*REQUEST*
Extract each line from the items below that contains the word "statue". Case counts.

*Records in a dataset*
§ §

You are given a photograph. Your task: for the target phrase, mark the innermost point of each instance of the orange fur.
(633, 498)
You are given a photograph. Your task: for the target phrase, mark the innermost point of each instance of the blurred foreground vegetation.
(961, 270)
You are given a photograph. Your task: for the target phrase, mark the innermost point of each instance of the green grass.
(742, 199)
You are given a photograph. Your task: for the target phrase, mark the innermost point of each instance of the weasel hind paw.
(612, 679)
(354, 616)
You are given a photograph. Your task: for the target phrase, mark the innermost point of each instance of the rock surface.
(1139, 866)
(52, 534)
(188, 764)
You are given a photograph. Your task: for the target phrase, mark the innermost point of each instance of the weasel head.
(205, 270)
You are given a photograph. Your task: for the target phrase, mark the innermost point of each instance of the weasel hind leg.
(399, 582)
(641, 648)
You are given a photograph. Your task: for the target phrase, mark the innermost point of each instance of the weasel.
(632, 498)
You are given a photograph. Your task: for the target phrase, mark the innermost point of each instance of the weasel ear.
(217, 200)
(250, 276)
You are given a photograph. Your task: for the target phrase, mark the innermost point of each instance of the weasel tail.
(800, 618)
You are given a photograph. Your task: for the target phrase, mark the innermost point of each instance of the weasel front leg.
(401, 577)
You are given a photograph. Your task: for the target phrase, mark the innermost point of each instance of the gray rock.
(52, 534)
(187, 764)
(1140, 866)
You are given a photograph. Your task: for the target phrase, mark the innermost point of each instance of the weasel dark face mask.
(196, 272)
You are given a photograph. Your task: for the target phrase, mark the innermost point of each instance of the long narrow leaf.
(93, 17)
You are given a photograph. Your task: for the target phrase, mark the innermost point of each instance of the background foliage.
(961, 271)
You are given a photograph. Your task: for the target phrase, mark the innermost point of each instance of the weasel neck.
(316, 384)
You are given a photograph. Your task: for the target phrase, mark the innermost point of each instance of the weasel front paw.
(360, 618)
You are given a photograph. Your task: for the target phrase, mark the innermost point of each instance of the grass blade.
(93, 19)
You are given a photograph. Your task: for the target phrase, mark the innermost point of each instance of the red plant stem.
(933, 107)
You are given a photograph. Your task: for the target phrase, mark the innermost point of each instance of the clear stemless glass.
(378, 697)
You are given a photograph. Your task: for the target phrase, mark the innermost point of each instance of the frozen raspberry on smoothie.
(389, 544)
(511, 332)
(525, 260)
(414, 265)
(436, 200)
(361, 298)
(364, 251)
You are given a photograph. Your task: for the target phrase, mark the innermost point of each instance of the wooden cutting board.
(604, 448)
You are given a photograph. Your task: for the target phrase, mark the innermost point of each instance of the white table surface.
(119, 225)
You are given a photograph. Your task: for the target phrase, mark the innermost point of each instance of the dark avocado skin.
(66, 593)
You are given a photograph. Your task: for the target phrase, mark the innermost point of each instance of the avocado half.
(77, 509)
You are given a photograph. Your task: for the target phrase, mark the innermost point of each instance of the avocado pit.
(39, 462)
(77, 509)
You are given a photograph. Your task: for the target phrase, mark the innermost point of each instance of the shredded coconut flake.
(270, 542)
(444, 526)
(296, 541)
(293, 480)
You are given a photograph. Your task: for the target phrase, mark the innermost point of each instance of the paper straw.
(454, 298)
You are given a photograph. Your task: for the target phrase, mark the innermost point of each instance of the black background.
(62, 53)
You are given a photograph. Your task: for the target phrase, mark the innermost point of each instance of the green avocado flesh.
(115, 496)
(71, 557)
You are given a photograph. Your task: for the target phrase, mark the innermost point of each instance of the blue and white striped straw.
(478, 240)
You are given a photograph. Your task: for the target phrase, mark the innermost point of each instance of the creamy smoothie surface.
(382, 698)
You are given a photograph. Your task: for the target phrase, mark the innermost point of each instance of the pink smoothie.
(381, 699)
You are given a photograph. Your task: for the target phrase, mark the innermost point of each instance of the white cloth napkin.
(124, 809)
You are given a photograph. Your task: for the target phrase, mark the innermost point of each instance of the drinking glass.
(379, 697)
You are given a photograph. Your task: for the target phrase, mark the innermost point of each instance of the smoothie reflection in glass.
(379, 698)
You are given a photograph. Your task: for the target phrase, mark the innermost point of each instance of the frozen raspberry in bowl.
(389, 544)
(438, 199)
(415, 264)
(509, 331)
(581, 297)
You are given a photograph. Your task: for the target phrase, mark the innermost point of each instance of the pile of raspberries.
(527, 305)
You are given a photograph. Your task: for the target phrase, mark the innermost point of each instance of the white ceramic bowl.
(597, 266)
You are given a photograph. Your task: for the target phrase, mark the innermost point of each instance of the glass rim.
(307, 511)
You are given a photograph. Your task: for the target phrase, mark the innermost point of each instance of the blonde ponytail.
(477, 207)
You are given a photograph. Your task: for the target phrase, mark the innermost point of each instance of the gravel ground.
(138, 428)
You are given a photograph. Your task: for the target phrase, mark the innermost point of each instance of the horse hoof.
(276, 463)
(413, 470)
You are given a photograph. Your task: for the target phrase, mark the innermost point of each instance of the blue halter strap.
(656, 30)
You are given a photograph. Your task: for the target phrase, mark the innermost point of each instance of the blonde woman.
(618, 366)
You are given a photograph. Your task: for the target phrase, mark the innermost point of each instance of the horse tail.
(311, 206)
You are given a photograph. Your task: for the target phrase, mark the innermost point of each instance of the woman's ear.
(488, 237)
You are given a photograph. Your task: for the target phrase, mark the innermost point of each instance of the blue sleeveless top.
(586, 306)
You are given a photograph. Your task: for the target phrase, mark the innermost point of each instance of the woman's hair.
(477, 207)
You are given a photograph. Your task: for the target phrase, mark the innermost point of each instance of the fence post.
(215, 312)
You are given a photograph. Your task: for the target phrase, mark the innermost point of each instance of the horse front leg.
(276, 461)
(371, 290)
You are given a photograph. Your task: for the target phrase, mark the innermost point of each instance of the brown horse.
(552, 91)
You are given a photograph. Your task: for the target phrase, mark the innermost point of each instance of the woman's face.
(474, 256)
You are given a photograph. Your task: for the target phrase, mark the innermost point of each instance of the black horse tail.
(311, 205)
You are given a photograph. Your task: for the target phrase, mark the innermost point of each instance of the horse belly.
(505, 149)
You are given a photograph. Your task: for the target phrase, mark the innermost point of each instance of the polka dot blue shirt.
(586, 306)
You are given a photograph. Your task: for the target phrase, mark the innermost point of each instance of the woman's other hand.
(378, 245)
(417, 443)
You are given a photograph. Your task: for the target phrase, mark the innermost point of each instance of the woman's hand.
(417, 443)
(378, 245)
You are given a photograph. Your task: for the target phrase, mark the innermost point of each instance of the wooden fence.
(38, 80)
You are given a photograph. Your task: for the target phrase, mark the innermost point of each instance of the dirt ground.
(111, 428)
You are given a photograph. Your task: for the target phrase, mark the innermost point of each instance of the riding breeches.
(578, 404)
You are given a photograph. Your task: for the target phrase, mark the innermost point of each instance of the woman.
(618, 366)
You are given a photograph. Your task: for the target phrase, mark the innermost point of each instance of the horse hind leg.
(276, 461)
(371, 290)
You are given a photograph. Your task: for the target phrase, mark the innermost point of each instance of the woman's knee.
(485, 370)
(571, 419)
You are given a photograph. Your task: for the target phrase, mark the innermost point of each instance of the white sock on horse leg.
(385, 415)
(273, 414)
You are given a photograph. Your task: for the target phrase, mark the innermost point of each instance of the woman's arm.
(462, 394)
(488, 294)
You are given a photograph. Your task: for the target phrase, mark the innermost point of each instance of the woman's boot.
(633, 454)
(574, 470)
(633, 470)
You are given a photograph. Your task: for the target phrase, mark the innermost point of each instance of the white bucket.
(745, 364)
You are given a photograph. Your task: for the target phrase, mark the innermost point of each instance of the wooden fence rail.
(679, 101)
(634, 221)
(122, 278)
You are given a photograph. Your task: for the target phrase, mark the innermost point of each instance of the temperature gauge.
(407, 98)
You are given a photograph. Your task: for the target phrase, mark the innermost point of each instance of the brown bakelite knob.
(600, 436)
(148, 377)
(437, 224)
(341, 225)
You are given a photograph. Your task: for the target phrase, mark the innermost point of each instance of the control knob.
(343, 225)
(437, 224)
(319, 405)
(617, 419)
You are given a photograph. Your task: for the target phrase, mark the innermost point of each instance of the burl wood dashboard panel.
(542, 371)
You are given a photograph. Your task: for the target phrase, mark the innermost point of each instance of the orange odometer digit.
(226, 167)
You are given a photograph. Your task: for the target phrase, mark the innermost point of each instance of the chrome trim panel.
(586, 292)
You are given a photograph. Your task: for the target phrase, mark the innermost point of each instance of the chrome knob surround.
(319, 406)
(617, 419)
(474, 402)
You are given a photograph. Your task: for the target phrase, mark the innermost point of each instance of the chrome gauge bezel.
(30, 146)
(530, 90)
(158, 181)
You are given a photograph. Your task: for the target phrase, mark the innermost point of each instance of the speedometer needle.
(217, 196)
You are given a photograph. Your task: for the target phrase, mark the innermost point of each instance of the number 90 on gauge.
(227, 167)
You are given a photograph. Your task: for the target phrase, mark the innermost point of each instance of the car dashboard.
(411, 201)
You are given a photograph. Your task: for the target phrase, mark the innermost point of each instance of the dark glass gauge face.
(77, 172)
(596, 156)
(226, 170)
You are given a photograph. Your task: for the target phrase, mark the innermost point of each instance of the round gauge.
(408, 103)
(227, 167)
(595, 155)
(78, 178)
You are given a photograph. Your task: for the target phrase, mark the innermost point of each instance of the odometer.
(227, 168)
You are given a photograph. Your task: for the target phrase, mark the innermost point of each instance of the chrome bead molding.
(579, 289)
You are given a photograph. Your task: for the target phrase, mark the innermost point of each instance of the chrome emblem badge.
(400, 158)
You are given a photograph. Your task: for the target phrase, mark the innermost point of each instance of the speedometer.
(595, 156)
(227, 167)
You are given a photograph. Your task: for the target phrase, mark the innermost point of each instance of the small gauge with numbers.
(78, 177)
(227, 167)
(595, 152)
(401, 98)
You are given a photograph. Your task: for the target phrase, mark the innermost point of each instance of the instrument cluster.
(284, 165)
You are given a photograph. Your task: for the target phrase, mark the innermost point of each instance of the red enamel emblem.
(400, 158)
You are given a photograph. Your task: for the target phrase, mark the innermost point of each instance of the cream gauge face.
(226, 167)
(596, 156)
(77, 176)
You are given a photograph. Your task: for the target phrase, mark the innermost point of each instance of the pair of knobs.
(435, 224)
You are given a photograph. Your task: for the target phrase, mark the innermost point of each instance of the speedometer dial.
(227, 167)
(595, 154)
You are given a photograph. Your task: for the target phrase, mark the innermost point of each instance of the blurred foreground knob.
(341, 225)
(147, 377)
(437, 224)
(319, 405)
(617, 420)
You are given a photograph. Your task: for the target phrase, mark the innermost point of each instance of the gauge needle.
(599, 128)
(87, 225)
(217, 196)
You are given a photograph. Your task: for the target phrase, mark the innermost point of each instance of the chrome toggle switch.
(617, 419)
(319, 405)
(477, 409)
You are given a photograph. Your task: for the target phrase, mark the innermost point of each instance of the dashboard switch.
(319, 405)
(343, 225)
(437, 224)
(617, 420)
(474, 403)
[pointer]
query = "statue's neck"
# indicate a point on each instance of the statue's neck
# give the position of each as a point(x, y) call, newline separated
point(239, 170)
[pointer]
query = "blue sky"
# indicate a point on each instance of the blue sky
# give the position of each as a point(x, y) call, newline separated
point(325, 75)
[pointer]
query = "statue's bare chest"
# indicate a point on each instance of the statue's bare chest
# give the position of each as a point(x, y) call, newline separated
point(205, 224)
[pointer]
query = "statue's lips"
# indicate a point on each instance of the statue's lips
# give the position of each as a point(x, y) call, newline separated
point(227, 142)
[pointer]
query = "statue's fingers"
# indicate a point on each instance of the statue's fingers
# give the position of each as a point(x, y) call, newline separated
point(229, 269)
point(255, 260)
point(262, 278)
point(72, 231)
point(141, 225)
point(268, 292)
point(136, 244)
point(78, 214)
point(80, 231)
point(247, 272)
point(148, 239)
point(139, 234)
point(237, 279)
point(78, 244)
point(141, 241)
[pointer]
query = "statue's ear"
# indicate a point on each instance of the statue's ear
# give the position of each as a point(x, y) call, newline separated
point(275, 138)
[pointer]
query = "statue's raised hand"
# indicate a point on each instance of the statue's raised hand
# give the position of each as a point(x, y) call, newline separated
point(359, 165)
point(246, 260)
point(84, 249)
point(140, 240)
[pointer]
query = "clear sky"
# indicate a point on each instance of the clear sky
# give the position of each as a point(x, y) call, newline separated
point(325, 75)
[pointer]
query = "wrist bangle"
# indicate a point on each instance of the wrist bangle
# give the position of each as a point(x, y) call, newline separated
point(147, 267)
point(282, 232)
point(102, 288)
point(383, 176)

§ §

*RESULT OF THIS EXERCISE*
query = "statue's neck"
# indicate a point on each instance of the statue's neck
query = "statue's bare chest"
# indicate a point on each instance of the statue's bare chest
query = "statue's lips"
# indicate a point on each instance of the statue's lips
query = "statue's fingers"
# indicate a point on each instance of the statue's fingers
query = "statue's ear"
# indicate a point on each instance of the statue's ear
query = "statue's raised hand"
# indicate a point on each instance of the statue's raised hand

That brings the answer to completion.